§ Texto de la página:
De lo que importa y lo que no

La sala se había convertido en un remanso de paz. Una paz belicosa y gruñona con los títulos de crédito de una película que no ha convencido a nadie. La pesadez languidece en los rostros del puñado de espectadores que, sin saber cómo, han aguantado hasta el final. Por pura educación, supongo. Por no desaprovechar una estupenda oportunidad de bostezar sin complejos, de insultar hasta al apuntador. Pero, como digo, la gente se queja por lo bajo, entre susurros fríos y latentes.

Y es que la película es mala. Tan mala como la que más. Actores de vergüenza, fotografía de niño chico, romance de telenovela y una mínima acción que recuerda levemente a los mejores momentos de Crepúsculo. Sin embargo, fiel a la costumbre, aguanto la terrible banda sonora final, hasta que aparezca la última letra del reparto. Para mi sorpresa, no estoy solo. Varias filas atrás, tres jóvenes permanecen estoicos en sus butacas.

§ Ítems aportados:
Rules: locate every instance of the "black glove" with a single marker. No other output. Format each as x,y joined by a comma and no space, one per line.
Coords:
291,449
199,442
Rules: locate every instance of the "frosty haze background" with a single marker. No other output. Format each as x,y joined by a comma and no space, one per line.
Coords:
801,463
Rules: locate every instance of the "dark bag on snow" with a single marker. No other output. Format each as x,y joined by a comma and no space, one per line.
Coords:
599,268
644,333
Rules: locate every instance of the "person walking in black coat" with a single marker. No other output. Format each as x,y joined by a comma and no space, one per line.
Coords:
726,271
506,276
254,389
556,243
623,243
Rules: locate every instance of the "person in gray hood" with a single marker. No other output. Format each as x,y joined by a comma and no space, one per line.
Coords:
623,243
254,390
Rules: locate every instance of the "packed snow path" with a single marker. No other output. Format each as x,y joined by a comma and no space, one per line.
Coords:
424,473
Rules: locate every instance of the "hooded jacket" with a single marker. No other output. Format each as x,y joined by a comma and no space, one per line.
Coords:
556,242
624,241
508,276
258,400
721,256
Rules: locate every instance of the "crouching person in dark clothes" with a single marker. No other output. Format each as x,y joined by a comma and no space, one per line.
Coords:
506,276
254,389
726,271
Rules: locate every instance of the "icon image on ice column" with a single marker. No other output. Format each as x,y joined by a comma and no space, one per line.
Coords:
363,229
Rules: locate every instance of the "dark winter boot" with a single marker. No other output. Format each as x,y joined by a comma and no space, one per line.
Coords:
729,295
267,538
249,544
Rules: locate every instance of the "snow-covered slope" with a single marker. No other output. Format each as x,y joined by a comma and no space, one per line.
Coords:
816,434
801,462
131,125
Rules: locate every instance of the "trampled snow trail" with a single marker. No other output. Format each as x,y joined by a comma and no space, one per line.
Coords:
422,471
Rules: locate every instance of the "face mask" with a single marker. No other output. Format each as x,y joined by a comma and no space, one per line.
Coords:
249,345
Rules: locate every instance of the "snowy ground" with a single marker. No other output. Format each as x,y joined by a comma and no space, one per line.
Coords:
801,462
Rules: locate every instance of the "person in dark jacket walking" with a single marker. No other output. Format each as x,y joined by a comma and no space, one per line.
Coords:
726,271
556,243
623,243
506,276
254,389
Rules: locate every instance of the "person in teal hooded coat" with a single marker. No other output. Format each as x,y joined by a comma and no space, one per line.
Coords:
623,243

§ Qué hacer:
**1.** Según el texto de la página, ¿cuántos jóvenes siguen en sus butacas varias filas atrás?
**2.** Copia del texto de la página la parte que empieza con las palabras "Y es que la" y termina con "en sus butacas.", y sustituye en ella "butacas" por "asientos".
Usa únicamente el texto de la página.

§ Resultados por tarea:
**1.** Tres jóvenes.

**2.**
Y es que la película es mala. Tan mala como la que más. Actores de vergüenza, fotografía de niño chico, romance de telenovela y una mínima acción que recuerda levemente a los mejores momentos de Crepúsculo. Sin embargo, fiel a la costumbre, aguanto la terrible banda sonora final, hasta que aparezca la última letra del reparto. Para mi sorpresa, no estoy solo. Varias filas atrás, tres jóvenes permanecen estoicos en sus asientos.